>>
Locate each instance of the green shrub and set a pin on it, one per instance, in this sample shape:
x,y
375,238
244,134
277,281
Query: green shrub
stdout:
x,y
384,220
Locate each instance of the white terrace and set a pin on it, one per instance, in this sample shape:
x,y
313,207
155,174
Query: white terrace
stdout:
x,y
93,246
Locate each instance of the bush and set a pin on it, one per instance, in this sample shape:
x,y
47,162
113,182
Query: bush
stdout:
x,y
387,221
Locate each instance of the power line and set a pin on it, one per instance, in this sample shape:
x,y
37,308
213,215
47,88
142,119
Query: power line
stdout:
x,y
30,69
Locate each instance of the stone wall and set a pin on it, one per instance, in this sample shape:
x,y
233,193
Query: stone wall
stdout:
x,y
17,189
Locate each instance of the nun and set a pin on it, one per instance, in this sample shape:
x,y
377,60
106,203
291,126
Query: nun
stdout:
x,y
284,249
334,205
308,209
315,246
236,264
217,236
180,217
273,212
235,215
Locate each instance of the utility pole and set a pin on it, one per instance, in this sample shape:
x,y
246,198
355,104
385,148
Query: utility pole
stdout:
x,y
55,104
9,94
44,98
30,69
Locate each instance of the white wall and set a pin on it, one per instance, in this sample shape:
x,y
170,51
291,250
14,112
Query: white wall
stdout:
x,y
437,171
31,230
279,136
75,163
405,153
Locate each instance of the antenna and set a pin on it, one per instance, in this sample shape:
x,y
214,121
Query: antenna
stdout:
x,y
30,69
<<
WHAT IS EXPECTED
Reproduce all of the data above line for line, requests included, and shift every x and y coordinate in the answers by -84. Leave the numbers in the requests and their sample formats as they are.

EXPECTED OUTPUT
Locate each instance of the green shrub and set a pin on it, one per instance, in this sample shape:
x,y
375,238
244,134
277,281
Query: green shrub
stdout:
x,y
300,136
Locate each instance of the white terrace and set a pin on it, one per instance, in this sample shape:
x,y
313,207
155,174
Query: white terrace
stdout:
x,y
9,162
Locate each instance of the bush and set a pin on it, one per instance, in this sample shape:
x,y
47,162
113,182
Query: bush
stdout:
x,y
303,137
Locate each instance of the power line and set a pin on it, one per instance, in this sample shape:
x,y
37,308
213,215
47,88
142,119
Query: power line
stdout:
x,y
-54,-15
Locate each instance of the stone wall and set a pin on it, one per instance, in this sample shape:
x,y
233,193
Query: stone wall
stdout:
x,y
-67,105
Locate each instance of the nun and set a pin on it, one per instance, in this sample shape:
x,y
377,60
106,203
291,126
Query: nun
stdout:
x,y
200,165
250,121
224,125
231,162
152,180
133,152
96,133
189,128
151,131
Locate each instance of the utility pole and set a pin on it, one per instance, in this sample shape:
x,y
246,198
355,104
385,148
Query: utility pole
stdout:
x,y
-29,20
-75,10
-40,14
-54,-15
Locate each instance of the white wall and set a pin on it, one per instance, in this sample shape:
x,y
170,51
291,250
14,112
Query: white wall
stdout:
x,y
353,87
-53,146
195,52
-9,79
321,69
Locate each instance of the antenna and set a pin on it, one per instance, in this sample shape:
x,y
214,121
Query: antenna
stdout:
x,y
-54,-15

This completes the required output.